#### DOCUMENTO ORIGINAL:
# # #
4. La degradación de la existencia. Cuando se hace efectiva la ruptura de amor paterno, hasta entonces solamente afectiva, aparecen las consecuencias prácticas de la huida del hogar del Padre hacia un país lejano: Vivir perdidamente dilapidando su fortuna, sufrir necesidades elementales sin satisfacer, ocuparse en tareas humillantes como cuidar cerdos,…

5. La nostalgia de reintegración social es la gracia escondida bajo el pecado: Volveré a mi padre y le diré: He pecado contra ti; trátame como uno de tus jornaleros. Es una atrición interesada, pero bastará para la reconciliación y el perdón.
# # #
#### Contenido almacenado:

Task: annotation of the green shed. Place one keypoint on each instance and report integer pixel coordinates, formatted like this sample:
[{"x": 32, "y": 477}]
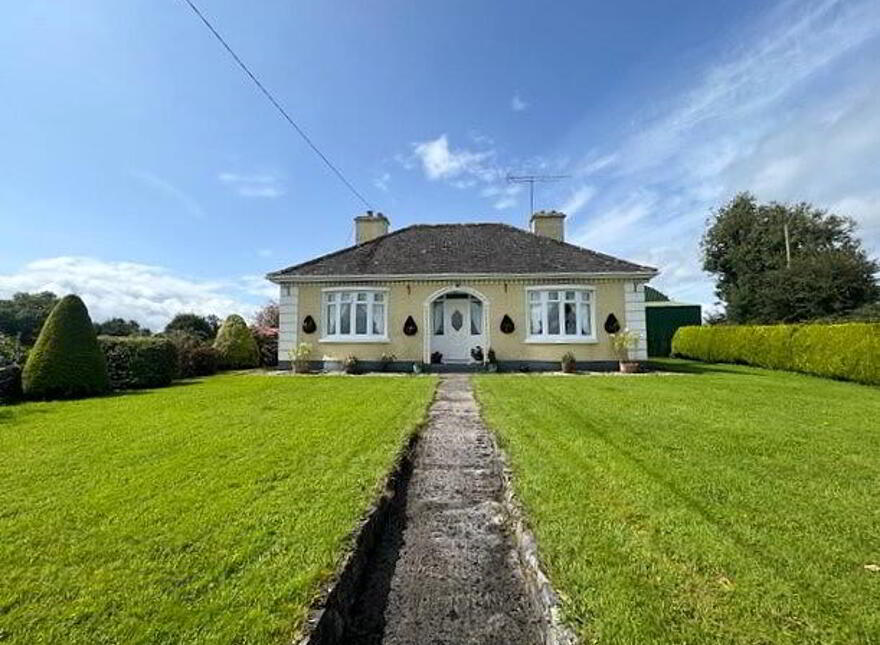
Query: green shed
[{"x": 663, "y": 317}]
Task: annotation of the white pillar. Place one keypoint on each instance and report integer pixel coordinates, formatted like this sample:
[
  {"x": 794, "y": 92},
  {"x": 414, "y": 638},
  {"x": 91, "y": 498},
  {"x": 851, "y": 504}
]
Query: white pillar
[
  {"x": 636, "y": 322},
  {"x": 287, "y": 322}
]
# # #
#### CON LA INFORMACIÓN:
- a) Reproduce literalmente el documento original desde "5. La nostalgia" hasta "y el perdón.", ambos incluidos.
- b) ¿Qué tarea humillante menciona el documento original entre las consecuencias de la huida del hogar del Padre?
El listado es material independiente del documento original.

#### RESULTADOS ESPERADOS:
- a)
5. La nostalgia de reintegración social es la gracia escondida bajo el pecado: Volveré a mi padre y le diré: He pecado contra ti; trátame como uno de tus jornaleros. Es una atrición interesada, pero bastará para la reconciliación y el perdón.

- b) Cuidar cerdos.